Existence of Finite Fields

Question

I was reading the following example from Dummit & Foote, Algebra:

Okay, I get it, except for one point: I get that by the minimality of the splitting field, any subfield of the splitting field containing all the roots of the given polynomial must be the whole splitting field provided that the subfield in question contains the base field. How do we know that in this case, $\mathbb{F}$ contains $\mathbb{F}_p$? I.e., how do we know that every element of $\mathbb{F}_p$ is a root of the polynomial $x^{p^n}-x$?

Thanks!

Answer 1

Here are two purely abstract reasons why $\mathbb{F}_p \subseteq \mathbb{F}$.

Reason 1: If $K$ is any field and $f$ any polynomial over $K$, the splitting field of $f$ over $K$ is, in particular, defined to be a field extension of $K$, so $K$ is automatically contained in the splitting field.

Reason 2: Every field of characteristic $p$ contains $\mathbb{F}_p$ as a subfield.

Answer 2

This is a corollary of Fermat's little theorem, which says that all $x\in \Bbb F_p$ we have $x^p = x$ (or, in some phrasings, that for $x\neq 0$ we have $x^{p-1} = 1$, but that's the same thing). Now note that $x^{p^n} = (\cdots((x^p)^p)^p\cdots)^p$. One may also quote Lagrange's theorem on the multiplicative group of the field to get the same result.

Answer 3

It is the field generated by the roots. If it contains a root $x$, it contains its inverse $y$ and$xy=1$.

Answer 4

$\mathbf F$ contains (a field isomorphic to) $\mathbf F_p$ because any field contains $1$, hence all multiples of $1$, which make a field isomorphic to $\mathbf F_p$.

Also every element of $\mathbf F_p$ satisfies the equation $x^p=x$ (that's what lil' Fermat asserts), so iteratively $$x^{p^n}=\bigl(x^p\bigr)^{p^{n-1}}=x\vphantom{h}^{p^{n-1}}=x.$$

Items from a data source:

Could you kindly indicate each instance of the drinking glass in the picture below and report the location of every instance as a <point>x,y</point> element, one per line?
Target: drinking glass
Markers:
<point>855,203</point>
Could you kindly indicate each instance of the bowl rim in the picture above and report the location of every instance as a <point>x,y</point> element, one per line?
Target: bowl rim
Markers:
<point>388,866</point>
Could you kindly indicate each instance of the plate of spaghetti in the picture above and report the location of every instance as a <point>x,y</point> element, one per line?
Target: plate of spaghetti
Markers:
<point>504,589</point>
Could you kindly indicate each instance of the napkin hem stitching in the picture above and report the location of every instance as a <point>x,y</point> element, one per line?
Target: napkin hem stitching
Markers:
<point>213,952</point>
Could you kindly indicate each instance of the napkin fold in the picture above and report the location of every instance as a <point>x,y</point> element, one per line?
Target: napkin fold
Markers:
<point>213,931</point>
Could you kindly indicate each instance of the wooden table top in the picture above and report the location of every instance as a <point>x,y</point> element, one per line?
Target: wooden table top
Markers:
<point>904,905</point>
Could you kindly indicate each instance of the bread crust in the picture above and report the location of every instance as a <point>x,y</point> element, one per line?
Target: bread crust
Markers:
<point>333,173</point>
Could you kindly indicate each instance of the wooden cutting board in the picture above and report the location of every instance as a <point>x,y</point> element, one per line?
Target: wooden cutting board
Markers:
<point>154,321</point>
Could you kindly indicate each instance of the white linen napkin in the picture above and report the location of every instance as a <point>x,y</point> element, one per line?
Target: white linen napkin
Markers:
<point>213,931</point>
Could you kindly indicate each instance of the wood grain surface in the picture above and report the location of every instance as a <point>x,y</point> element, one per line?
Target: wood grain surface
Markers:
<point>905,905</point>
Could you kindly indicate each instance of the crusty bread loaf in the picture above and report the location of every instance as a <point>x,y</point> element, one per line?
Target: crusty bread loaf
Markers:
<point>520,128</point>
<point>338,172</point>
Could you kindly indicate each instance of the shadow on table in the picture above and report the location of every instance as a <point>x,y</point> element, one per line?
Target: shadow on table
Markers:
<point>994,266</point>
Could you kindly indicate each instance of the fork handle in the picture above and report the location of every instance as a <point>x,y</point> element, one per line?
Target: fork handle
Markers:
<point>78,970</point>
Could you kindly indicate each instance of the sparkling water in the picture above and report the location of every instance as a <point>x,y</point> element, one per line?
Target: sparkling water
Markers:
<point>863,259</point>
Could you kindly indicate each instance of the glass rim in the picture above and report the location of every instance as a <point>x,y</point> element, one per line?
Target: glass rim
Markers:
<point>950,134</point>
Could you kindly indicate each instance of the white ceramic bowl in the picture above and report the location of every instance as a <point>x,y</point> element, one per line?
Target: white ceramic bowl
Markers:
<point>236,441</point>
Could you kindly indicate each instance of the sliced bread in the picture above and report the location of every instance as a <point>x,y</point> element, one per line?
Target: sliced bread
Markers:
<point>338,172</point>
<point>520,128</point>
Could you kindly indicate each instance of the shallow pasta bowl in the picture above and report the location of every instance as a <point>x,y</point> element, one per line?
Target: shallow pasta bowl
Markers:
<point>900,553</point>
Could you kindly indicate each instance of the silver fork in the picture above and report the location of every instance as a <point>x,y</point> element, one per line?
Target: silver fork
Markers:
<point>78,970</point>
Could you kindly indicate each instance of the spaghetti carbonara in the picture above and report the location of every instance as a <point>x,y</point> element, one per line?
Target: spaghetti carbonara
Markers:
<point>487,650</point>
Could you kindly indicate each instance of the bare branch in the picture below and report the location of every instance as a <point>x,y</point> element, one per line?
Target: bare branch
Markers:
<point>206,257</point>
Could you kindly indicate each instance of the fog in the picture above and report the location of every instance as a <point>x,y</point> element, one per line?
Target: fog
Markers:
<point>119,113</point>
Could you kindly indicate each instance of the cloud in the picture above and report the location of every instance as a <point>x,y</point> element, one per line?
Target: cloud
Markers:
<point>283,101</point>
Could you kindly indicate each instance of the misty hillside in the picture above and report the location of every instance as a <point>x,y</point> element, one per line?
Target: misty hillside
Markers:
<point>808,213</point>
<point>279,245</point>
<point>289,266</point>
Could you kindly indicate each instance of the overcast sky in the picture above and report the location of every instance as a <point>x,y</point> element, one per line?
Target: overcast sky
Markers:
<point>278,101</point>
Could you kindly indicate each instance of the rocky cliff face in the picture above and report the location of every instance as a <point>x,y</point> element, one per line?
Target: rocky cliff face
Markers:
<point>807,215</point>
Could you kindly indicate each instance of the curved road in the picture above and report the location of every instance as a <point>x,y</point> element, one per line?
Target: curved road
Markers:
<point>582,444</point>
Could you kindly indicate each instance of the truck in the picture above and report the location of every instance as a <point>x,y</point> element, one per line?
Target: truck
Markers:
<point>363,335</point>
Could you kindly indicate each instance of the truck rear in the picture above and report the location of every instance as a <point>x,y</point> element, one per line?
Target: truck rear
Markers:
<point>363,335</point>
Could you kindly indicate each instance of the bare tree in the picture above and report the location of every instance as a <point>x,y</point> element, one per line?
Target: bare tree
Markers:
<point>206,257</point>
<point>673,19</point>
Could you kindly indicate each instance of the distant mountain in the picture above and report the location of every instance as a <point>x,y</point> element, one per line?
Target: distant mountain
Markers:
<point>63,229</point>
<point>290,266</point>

## [Tasks and exercises]
A - Answer these questions using the finite fields thread:
(i) From which book was the asker reading the example?
(ii) Answer 2 calls the result a corollary of which theorem?
(iii) In Answer 1, the second reason says that every field of characteristic $p$ contains what as a subfield?
B - In the finite fields thread, write out the part that opens with the words containing "Reason 2: Every" and closes with "inverse $y$ and$xy=1$.".
C - Decide whether each statement agrees with the finite fields thread. Answer yes or no, and quote the words that decide it.
(i) Answer 2 says that Lagrange's theorem on the multiplicative group of the field gives the same result.
(ii) Answer 1 offers three purely abstract reasons.
(iii) Answer 4 states that any field contains $1$.
The listing has no connection to the finite fields thread.

## [Expected outputs]
A -
(i) Dummit & Foote, Algebra
(ii) Fermat's little theorem
(iii) $\mathbb{F}_p$

B -
Reason 2: Every field of characteristic $p$ contains $\mathbb{F}_p$ as a subfield.

Answer 2

This is a corollary of Fermat's little theorem, which says that all $x\in \Bbb F_p$ we have $x^p = x$ (or, in some phrasings, that for $x\neq 0$ we have $x^{p-1} = 1$, but that's the same thing). Now note that $x^{p^n} = (\cdots((x^p)^p)^p\cdots)^p$. One may also quote Lagrange's theorem on the multiplicative group of the field to get the same result.

Answer 3

It is the field generated by the roots. If it contains a root $x$, it contains its inverse $y$ and$xy=1$.

C -
(i) Yes: "One may also quote Lagrange's theorem on the multiplicative group of the field to get the same result."
(ii) No: "Here are two purely abstract reasons why $\mathbb{F}_p \subseteq \mathbb{F}$."
(iii) Yes: "any field contains $1$, hence all multiples of $1$"